> _AUSGANGSTEXT_
++++

Österreich weist zwar im europäischen Vergleich einen relativ hohen Anteil an biologischer Landwirtschaft (23,4 Prozent, Quelle: Eurostat) auf. Dennoch zeigt die Agrarstrukturerhebung, dass ein bedeutender Teil der Tierhaltung in größeren, industriellen Betrieben stattfindet. Besonders in der Schweine- und Geflügelhaltung ist der Anteil der industriellen Produktion hoch: 69 Prozent der Schweine in Österreich werden auf Vollspaltenböden, 42 Prozent der Legehennen in sogenannten Volieren - spezielle große Käfige für Vögel in Bodenhaltung - und 25,4 Prozent der Rinder sowie 35,6 Prozent der Milchkühe in Anbindeställen gehalten.
Mehr als die Hälfte der landwirtschaftlichen Emissionen aus Nutztierhaltung
Intensive Tierhaltung benötigt hohe Mengen an zusätzlichen Futter- und folglich auch Düngemitteln. Weltweit gehen laut Zahlen des deutschen Umweltbundesamts 15 Prozent aller vom Menschen gemachten Treibhausgasemissionen auf die Tierhaltung zurück. Unter anderem gilt Methan aus den Rindermägen als klimaschädlichste Nebenerscheinung der Nutztierhaltung. Die Methan-Emissionen aus dem Verdauungstrakt von Rindern machen laut dem "Grünen Bericht" des Landwirtschaftsministeriums aus 2021 rund fünf Prozent aller Treibhausgasemissionen in Österreich aus. Insgesamt war die Landwirtschaft hierzulande 2022 laut Umweltbundesamt für 11,3 Prozent der Emissionen verantwortlich.
Österreich importiert pro Jahr rund eine halbe Million Tonnen Sojaprodukte, die ausschließlich als Futter für Tiere genutzt werden. Dabei stammt das Futtersoja großteils aus Argentinien, Brasilien und den USA. Damit spielt die weltweite Sojanachfrage auch eine entscheidende Rolle bei der Abholzung des Regenwalds. Nur rund fünf Prozent der globalen Sojaernte ist für den Menschen bestimmt. "Wenn wir mehr Soja direkt konsumieren würden, könnten wir bis zu vier Milliarden Menschen mehr ernähren", so Schlatzer. Das Futtersoja aus Übersee darf im Bio-Bereich großteils nicht eingesetzt werden, wird also vorrangig in der industriellen Tierhaltung verwendet. Soja für den menschlichen Verzehr, etwa als Pflanzendrink oder Tofu, stammt in Österreich hingegen hauptsächlich aus österreichischem oder europäischem Anbau.

++++

Schreibe den Text über Nutztierhaltung und Futtersoja in Österreich im Anschluss an seinen letzten Satz weiter.

++++

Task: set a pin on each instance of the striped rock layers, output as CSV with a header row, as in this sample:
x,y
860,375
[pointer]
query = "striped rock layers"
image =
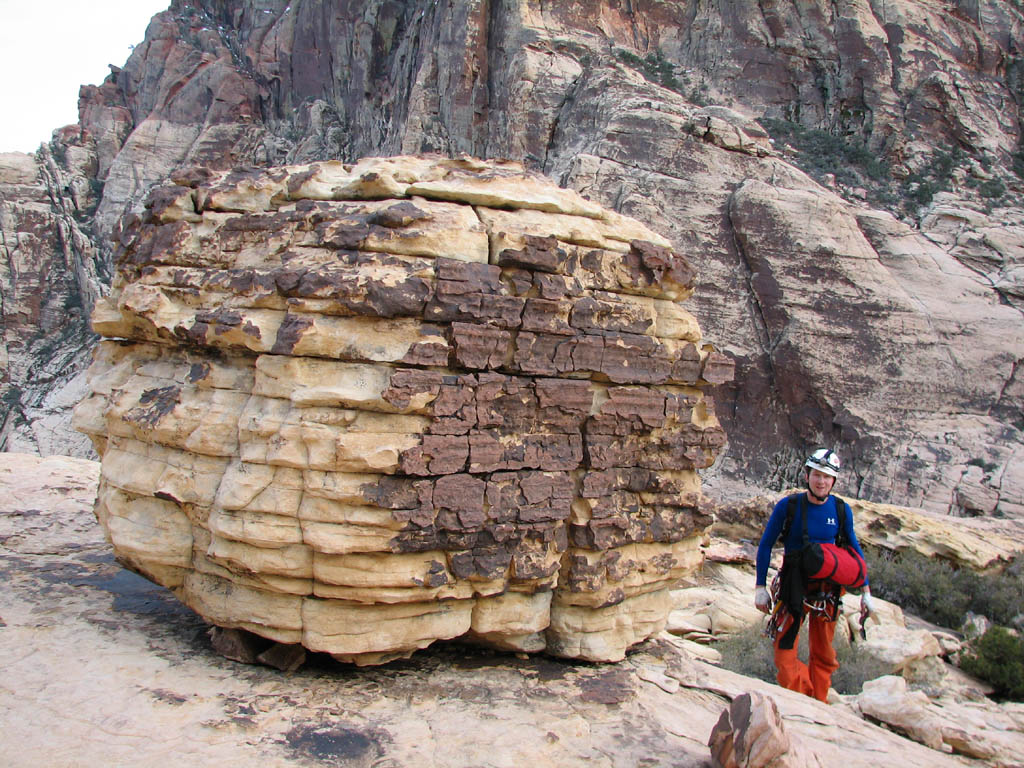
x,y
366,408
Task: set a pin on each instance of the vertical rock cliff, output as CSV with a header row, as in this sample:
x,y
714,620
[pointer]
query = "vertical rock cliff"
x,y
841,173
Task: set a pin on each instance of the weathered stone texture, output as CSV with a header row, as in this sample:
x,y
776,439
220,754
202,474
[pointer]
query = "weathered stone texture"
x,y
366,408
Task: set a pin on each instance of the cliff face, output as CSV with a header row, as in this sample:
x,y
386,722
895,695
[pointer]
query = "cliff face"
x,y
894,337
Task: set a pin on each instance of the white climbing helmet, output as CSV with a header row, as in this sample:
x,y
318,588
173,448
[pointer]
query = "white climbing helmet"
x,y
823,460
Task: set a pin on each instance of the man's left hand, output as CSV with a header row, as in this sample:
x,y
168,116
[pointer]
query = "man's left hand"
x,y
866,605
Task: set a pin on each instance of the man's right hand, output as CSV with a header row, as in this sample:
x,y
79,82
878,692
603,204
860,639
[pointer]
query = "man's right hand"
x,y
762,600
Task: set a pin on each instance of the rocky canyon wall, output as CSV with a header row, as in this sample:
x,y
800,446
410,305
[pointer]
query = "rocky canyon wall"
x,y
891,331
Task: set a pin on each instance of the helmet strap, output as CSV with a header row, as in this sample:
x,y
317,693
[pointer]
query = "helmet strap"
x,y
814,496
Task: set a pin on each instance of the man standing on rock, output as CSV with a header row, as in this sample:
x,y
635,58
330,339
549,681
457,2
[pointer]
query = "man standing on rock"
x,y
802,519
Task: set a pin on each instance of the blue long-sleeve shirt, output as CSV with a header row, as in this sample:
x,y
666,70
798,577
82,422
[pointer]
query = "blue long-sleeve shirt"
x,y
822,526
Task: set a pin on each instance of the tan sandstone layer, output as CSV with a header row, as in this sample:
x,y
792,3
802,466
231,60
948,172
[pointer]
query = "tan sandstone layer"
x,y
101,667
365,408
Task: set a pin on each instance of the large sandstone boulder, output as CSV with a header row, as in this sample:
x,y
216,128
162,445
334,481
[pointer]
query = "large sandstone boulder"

++++

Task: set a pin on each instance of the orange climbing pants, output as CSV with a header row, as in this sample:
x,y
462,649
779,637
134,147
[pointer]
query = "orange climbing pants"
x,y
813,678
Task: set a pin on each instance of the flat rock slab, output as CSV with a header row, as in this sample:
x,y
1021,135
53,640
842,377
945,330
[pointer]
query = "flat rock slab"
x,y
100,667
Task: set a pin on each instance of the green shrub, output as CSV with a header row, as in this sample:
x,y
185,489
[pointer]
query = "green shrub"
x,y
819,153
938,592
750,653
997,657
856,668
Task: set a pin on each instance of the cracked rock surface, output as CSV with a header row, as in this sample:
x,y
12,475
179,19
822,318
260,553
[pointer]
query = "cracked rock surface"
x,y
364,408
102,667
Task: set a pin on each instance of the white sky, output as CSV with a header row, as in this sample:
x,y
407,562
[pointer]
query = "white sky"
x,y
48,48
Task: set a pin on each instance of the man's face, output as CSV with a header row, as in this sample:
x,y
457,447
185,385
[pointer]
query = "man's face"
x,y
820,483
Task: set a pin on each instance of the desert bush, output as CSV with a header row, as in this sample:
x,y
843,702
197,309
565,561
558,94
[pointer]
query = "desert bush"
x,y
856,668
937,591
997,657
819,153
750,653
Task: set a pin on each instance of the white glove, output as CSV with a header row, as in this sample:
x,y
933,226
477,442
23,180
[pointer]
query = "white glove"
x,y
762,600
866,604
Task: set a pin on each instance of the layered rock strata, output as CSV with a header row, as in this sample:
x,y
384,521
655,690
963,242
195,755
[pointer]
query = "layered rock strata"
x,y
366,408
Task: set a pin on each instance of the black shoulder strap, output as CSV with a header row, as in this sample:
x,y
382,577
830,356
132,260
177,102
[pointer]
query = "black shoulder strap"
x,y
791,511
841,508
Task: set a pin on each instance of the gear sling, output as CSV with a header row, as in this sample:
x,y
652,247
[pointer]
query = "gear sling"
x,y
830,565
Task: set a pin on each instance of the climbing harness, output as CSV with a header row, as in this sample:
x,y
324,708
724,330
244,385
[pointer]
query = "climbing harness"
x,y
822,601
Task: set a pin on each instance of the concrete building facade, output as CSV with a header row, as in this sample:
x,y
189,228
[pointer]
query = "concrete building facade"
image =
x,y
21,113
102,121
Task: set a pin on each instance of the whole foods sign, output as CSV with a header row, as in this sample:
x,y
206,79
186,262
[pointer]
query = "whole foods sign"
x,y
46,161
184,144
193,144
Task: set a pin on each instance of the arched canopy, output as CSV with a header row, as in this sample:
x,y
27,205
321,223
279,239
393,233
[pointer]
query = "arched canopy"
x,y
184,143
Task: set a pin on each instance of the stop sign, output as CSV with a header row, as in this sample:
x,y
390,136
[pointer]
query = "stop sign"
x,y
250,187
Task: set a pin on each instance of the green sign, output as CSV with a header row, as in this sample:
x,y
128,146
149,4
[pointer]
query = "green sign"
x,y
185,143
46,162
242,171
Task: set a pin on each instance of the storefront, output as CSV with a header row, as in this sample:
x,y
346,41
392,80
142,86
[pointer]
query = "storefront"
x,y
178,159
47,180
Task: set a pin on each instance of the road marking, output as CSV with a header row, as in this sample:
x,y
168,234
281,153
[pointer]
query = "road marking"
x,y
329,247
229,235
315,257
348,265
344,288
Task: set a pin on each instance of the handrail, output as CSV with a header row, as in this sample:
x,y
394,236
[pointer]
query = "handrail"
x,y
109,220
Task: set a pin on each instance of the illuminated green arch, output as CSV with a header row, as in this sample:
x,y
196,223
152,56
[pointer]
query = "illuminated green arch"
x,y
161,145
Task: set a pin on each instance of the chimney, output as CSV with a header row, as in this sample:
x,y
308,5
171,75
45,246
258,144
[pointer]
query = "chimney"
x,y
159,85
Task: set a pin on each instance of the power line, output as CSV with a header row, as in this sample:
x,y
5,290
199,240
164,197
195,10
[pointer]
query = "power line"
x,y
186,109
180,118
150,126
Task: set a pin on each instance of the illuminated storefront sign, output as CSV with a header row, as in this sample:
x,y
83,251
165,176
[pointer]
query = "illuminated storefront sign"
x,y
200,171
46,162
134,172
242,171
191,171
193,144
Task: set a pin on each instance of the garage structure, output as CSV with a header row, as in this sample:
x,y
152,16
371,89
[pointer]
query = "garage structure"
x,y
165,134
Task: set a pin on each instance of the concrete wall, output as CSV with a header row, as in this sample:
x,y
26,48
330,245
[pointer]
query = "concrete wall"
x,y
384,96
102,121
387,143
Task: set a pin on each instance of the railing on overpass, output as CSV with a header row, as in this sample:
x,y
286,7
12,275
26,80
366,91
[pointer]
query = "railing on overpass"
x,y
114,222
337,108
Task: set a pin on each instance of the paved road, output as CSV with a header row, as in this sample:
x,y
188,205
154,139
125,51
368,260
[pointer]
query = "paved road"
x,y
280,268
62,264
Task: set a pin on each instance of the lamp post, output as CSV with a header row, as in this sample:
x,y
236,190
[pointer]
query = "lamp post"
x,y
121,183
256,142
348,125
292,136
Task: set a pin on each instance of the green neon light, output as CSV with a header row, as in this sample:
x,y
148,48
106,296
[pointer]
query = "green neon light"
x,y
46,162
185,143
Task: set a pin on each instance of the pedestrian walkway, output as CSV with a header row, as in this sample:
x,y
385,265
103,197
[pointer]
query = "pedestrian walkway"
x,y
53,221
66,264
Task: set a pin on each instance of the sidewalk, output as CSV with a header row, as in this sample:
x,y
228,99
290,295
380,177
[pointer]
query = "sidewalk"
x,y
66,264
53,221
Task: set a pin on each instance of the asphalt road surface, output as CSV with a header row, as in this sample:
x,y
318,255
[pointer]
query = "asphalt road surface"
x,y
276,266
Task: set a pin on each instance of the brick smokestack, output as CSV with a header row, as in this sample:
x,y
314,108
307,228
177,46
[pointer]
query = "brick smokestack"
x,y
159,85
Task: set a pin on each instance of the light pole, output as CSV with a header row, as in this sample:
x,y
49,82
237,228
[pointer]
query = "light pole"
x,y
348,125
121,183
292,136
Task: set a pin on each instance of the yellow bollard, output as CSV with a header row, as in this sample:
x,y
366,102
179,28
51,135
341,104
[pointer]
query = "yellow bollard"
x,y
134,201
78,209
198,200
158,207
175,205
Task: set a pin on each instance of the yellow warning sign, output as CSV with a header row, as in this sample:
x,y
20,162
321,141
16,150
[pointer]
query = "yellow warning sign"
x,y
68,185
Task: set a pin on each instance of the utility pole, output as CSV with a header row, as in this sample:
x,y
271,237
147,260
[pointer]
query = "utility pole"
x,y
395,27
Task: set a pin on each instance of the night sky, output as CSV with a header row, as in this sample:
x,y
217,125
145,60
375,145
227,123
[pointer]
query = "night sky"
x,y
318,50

++++

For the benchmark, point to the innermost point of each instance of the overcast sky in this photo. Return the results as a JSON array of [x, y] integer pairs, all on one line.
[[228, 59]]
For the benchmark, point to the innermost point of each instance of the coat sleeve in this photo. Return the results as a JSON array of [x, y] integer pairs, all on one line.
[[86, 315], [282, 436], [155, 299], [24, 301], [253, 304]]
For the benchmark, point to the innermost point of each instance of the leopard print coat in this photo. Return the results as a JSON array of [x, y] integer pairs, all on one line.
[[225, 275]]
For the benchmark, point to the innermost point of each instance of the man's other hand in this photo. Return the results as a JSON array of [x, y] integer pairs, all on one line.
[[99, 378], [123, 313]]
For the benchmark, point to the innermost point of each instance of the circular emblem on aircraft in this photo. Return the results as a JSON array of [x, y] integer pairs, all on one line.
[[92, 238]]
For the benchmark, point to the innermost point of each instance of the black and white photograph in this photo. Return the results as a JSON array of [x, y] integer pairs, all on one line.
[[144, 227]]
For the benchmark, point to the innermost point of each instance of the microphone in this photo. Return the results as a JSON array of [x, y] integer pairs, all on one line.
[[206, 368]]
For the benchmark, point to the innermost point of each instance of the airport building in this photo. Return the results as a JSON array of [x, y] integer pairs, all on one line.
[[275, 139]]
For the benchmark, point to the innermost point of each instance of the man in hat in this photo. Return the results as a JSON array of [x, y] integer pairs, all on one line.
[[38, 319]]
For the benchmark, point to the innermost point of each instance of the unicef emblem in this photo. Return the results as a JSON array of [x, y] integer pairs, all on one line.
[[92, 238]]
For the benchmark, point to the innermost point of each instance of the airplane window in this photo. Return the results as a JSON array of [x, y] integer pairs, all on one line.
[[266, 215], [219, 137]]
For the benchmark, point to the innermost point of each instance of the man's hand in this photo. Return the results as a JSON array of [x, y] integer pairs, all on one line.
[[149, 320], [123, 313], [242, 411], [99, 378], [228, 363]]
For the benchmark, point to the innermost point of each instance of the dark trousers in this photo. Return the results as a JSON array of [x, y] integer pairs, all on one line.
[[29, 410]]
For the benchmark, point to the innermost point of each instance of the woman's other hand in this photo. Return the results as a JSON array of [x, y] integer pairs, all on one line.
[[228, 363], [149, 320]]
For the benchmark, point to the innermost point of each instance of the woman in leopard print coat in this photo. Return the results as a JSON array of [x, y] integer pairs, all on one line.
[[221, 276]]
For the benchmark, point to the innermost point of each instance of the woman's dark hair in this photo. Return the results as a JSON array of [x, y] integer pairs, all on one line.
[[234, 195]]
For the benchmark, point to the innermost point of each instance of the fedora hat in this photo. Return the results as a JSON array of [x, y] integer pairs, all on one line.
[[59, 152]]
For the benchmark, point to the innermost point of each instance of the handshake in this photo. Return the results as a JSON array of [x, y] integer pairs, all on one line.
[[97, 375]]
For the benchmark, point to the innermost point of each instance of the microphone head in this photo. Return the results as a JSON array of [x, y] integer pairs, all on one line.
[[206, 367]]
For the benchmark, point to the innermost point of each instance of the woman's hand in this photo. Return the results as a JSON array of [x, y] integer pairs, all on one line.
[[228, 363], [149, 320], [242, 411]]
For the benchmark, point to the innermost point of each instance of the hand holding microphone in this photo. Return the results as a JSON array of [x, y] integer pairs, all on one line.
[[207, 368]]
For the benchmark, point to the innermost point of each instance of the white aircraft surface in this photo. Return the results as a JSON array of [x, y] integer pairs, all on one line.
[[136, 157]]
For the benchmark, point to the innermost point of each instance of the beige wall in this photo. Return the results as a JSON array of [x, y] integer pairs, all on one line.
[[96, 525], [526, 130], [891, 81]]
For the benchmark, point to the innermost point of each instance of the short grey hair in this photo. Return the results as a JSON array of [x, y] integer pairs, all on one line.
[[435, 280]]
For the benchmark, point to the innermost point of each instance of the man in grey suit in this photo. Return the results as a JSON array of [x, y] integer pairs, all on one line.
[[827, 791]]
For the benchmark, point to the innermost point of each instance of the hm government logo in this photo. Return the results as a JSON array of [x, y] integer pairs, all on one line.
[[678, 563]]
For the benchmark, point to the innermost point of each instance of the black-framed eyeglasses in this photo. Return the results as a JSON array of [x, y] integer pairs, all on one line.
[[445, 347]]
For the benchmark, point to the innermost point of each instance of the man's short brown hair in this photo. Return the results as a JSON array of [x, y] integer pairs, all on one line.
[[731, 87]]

++++

> _ANTWORT_
Laut dem "Fleischatlas 2021" der Heinrich-Böll-Stiftung zusammen mit Global 2000 und Vier Pfoten werden 70 Prozent der globalen Agrarflächen direkt oder indirekt für die Tierhaltung verwendet - hauptsächlich zur Herstellung von Futtermitteln. Führende Anbauländer von Futtermitteln, beispielsweise Brasilien und Argentinien, gehören zu den größten Anwendern von Pestiziden, das trägt zur Verunreinigung des Grundwassers und Verlust der Biodiversität dort bei.
Nicht tiergerechte Haltung begünstigt Vogelgrippe
In einer Aussendung bezeichnete der Tierschutz Austria die industrielle Massentierhaltung zuletzt als "Brandbeschleuniger" für die Vogelgrippe und forderte mehr Förderungen für tiergerechte Tierhaltung. In den vergangenen Wochen wurde die Vogelgrippe in mehreren Regionen Österreichs bei Wildvögeln nachgewiesen. Auch Geflügelbetriebe in Ober- und Niederösterreich sind betroffen.